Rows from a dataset
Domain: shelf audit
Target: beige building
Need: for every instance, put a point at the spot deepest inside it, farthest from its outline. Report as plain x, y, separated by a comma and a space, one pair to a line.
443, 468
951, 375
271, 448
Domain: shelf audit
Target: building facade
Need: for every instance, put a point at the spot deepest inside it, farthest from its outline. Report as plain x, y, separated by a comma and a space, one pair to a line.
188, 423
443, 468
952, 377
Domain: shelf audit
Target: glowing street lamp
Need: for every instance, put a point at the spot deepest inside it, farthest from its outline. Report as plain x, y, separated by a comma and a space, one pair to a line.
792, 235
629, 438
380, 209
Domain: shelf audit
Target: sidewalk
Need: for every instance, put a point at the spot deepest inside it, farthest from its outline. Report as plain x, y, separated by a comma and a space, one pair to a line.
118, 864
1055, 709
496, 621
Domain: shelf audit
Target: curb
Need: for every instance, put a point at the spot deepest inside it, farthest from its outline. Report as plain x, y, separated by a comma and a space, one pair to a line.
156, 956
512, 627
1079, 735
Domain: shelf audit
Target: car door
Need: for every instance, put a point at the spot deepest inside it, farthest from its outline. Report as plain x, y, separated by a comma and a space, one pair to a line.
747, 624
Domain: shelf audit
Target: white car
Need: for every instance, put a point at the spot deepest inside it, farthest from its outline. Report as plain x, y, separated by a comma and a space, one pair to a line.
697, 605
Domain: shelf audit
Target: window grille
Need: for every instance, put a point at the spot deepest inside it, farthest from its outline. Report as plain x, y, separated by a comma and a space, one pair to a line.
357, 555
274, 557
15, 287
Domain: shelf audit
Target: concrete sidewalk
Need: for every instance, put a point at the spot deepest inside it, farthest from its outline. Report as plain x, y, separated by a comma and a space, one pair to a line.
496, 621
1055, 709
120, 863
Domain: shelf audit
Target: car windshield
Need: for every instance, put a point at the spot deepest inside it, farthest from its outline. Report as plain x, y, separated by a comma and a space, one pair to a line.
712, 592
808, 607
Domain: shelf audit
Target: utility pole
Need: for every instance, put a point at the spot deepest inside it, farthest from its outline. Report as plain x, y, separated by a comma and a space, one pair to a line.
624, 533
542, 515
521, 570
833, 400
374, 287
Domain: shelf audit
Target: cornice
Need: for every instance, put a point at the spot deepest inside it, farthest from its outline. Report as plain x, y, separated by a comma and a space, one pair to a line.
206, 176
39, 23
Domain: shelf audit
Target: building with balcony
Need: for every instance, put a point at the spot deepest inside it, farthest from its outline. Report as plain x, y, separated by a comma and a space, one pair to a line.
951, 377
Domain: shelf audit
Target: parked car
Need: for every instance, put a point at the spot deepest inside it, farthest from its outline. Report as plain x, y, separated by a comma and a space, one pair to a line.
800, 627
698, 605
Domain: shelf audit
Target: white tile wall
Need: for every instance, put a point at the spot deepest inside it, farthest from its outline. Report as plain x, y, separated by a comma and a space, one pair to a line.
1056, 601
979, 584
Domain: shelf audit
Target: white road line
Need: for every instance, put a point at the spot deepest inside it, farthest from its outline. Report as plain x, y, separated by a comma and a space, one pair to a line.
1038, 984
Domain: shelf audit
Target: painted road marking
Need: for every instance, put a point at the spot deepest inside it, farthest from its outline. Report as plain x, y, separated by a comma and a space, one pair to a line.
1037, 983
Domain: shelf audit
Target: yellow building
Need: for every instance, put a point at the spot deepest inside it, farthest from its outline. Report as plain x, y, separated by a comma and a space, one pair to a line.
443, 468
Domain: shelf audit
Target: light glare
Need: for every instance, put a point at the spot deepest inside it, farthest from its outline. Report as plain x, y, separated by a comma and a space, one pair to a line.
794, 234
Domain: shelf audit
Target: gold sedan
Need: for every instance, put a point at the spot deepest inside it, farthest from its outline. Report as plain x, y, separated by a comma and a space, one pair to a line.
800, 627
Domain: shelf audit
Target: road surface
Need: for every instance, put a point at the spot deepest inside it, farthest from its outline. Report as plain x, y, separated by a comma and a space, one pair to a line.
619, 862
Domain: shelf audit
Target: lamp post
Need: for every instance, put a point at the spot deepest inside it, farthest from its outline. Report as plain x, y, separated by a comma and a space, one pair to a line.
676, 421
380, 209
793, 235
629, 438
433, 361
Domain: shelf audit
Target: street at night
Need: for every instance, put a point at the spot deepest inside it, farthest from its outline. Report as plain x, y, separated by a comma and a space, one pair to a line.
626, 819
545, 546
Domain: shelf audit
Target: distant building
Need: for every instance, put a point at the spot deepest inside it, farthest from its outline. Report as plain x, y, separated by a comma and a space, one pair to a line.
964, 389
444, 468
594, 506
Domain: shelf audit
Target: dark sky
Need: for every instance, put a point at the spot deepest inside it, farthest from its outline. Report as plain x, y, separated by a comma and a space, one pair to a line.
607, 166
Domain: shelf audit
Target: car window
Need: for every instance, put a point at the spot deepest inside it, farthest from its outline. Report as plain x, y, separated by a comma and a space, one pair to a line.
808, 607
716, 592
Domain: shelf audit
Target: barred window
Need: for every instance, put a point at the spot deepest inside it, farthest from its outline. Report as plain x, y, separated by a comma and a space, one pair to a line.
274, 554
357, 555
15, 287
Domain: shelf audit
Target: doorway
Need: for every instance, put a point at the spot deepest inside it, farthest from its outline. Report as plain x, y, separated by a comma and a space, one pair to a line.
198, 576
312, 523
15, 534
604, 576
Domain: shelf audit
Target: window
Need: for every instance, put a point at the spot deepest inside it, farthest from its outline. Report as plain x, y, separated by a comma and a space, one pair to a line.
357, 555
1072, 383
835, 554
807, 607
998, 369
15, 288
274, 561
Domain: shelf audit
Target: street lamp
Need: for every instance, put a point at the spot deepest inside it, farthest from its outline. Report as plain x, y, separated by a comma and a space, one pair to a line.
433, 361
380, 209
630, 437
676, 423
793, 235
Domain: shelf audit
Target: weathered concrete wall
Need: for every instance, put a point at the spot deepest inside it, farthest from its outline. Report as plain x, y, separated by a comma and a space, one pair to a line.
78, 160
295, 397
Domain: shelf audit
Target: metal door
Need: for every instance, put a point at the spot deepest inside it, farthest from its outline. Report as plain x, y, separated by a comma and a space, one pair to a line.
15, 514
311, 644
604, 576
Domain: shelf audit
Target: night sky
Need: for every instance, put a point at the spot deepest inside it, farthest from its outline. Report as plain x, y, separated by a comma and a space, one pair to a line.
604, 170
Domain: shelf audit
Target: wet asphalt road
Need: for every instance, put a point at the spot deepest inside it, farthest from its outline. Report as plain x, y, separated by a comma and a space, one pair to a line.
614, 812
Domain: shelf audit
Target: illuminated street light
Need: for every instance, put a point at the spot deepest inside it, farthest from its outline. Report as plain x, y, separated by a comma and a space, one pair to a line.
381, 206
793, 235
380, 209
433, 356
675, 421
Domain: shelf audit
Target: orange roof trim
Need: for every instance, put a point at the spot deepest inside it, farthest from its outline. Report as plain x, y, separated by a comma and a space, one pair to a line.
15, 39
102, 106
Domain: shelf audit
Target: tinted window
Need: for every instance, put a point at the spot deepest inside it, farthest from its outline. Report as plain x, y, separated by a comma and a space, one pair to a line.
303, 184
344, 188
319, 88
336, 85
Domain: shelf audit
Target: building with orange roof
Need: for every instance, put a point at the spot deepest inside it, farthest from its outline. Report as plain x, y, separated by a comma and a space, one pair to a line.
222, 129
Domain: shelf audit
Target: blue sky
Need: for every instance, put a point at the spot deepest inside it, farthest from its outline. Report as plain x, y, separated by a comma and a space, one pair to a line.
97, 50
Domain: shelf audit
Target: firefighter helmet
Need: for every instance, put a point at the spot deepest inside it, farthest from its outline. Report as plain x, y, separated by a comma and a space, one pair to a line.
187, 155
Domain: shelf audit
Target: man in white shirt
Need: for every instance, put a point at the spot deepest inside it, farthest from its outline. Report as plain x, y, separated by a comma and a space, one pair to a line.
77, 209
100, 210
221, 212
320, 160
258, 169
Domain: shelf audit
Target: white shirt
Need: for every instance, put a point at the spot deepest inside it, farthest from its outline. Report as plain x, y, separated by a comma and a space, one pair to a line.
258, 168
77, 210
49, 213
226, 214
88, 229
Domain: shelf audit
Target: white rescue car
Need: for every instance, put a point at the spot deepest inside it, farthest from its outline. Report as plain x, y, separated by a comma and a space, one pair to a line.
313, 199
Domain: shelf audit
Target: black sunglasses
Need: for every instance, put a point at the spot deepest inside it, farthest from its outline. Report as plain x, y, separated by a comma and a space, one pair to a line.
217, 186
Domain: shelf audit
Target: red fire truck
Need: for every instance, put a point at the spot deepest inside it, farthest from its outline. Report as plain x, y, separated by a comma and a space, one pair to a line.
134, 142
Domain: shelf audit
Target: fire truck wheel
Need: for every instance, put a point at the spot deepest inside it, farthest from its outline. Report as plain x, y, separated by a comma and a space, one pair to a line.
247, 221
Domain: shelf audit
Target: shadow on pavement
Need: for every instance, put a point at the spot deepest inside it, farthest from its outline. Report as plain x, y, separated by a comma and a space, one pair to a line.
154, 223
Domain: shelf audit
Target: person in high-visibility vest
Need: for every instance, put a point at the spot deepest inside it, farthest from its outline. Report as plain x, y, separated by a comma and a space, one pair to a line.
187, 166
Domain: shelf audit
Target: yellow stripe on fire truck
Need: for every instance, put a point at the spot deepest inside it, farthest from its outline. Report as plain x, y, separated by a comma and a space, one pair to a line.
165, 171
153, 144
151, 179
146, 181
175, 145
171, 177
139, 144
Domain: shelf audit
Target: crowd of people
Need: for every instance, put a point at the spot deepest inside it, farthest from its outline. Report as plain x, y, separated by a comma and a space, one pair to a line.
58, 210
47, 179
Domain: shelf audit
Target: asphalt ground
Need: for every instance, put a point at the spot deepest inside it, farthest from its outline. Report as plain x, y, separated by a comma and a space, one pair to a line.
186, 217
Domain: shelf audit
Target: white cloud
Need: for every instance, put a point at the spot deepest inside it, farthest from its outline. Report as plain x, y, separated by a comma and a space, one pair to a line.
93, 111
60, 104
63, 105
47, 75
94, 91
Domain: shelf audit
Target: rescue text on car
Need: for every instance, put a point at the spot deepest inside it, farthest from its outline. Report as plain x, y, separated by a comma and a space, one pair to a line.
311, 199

■ Objective: In the listing above, identify every line that includes the word "concrete" and copy each one in full.

■ In response:
Target: concrete sidewalk
Target: weathered concrete wall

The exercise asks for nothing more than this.